■ SHORT PROBLEM ■
Copy the part of the wedding photography text starting at "Thank you for" and ending at "reportage style photography!", keeping every word as it appears.

Have a look through the gallery below, to get more an idea of what Editorial images might look like. Many images probably comes across as reportage, although they’re not! They’ve just adopted that kind of look on the shooting stage…

Thank you for stopping by and have a read! I just want to point out that the words in this article are my own, influenced from analyzing different photographer’s styles and different trends in wedding photography at the moment. The aim for this article is to work as a “translator” for brides and grooms planning their wedding day, to hopefully help them when picking the style of photography they want for their day!

Don’t forget that this is chapter 2 to my article on reportage style photography!

To go back to chapter 1, please follow this link: Part 1 defining the photojournalist / reportage / documentary style


– Part 1, Defining THE REPORTAGE STYLE: What Reportage / Photojournalist style is in wedding photography and how it differs from the Editorial style.


Dear bride, groom and reader, today I wish to talk about some certain styles of wedding photography that couples who are planning their wedding, often come across when browsing around for their wedding photographer.


Have you guys heard the expression Editorial style photography? How about Reportage / photo journalist style? Yep thought you’d know that one! Most wedding couples that I meet with like those natural shots – the shots of your smiling and champagne drinking guests caught totally unaware by the camera. Many couples refer to this as the “reportage style photography”. But nobody ever mentions the “Editorial style”, although this might very well be the word that you are looking for, if you want your shots to be natural as in the reportage style, but sort of reminiscent of something from a fashion or wedding magazine.


Gone are the days when the wedding photographer was just stood outside church after your ceremony, waiting to capture that one shot for the frame on your wall. In modern wedding photography most photographers are there to document your whole day – creating a story told in images. The reportage/Photojournalist style and The editorial style are both genres in wedding photography which aim to tell your day as a story in images.


So I am intending to sort out the definitions a little bit. In this chapter I will describe more in detail what reportage / photojournalist style entails, what the expression is born from, what sort of images you can expect from it and what is required for the photographer to practice this style. Next, I will do a follow up chapter, which defines the Editorial style photography.


 The key elements of reportage style photography

  • Reportage style wedding photography descends from journalism: Just as reporters are sent out by a newspaper to cover a story from an “objective” angle, the wedding photographer is there as an eye from outside to capture all the moments on your wedding day, without interfering.
  • What characterizes reportage / photojournalist style wedding photography, is that the images seem to be moments frozen in time of what actually happened in that split second – nobody is addressing the camera: it is as if the actual camera wasn’t even there.
  • Reportage / photojournalist style photography tells a story: I placed quotation marks on ‘objective’ above, since really, a story told in a reportage way is actually never totally ‘objective’ – there will be a brief for the news photographer, such as: capturing the sad/joyful atmosphere, showing how rich/poor somebody is by including certain elements in the image, and so forth. The reportage style wedding photographer will do the same: He/she has a brief inside their head of what to capture: People’s reactions, the joyful/tearful atmosphere, certain details that says something about you or your venue, etc.

■ DATASET RECORDS ■
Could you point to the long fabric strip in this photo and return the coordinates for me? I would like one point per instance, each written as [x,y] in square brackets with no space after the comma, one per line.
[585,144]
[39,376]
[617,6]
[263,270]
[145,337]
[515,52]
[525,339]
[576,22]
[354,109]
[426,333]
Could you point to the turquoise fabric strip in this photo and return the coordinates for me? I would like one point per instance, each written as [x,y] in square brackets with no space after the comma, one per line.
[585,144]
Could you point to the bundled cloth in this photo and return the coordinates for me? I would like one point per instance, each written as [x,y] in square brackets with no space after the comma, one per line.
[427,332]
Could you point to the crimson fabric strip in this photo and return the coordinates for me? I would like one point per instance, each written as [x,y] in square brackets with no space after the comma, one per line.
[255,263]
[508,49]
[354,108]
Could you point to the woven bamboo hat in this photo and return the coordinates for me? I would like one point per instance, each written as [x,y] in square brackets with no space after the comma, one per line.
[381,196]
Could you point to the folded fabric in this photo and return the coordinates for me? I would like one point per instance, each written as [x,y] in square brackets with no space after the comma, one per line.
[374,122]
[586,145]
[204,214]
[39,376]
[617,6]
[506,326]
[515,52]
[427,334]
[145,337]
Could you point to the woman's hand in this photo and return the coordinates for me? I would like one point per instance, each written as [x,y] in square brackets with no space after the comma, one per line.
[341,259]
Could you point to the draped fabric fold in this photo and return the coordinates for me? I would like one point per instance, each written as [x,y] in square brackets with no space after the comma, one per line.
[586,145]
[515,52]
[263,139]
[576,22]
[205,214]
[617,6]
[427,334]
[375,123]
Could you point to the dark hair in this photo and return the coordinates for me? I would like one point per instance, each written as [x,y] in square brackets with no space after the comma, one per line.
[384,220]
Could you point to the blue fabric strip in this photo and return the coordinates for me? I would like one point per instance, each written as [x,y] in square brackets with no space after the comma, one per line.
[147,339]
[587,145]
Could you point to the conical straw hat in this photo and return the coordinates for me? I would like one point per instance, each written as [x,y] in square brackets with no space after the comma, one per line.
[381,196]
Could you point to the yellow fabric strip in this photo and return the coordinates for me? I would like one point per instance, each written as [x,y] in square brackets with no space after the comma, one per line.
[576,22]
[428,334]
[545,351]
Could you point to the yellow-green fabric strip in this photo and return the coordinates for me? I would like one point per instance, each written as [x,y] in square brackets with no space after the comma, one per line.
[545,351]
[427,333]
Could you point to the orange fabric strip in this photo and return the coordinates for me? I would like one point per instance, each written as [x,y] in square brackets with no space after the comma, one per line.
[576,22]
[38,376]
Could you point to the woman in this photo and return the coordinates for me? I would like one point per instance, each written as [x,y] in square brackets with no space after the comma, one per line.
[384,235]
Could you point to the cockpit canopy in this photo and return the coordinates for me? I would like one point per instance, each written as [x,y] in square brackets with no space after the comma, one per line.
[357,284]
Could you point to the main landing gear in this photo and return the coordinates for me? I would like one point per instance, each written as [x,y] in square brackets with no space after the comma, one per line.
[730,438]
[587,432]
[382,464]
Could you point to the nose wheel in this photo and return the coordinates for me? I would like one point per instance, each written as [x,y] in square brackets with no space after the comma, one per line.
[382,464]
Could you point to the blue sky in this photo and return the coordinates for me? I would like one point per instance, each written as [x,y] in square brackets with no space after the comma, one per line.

■ RESULT OF THE TASK ■
Thank you for stopping by and have a read! I just want to point out that the words in this article are my own, influenced from analyzing different photographer’s styles and different trends in wedding photography at the moment. The aim for this article is to work as a “translator” for brides and grooms planning their wedding day, to hopefully help them when picking the style of photography they want for their day!

Don’t forget that this is chapter 2 to my article on reportage style photography!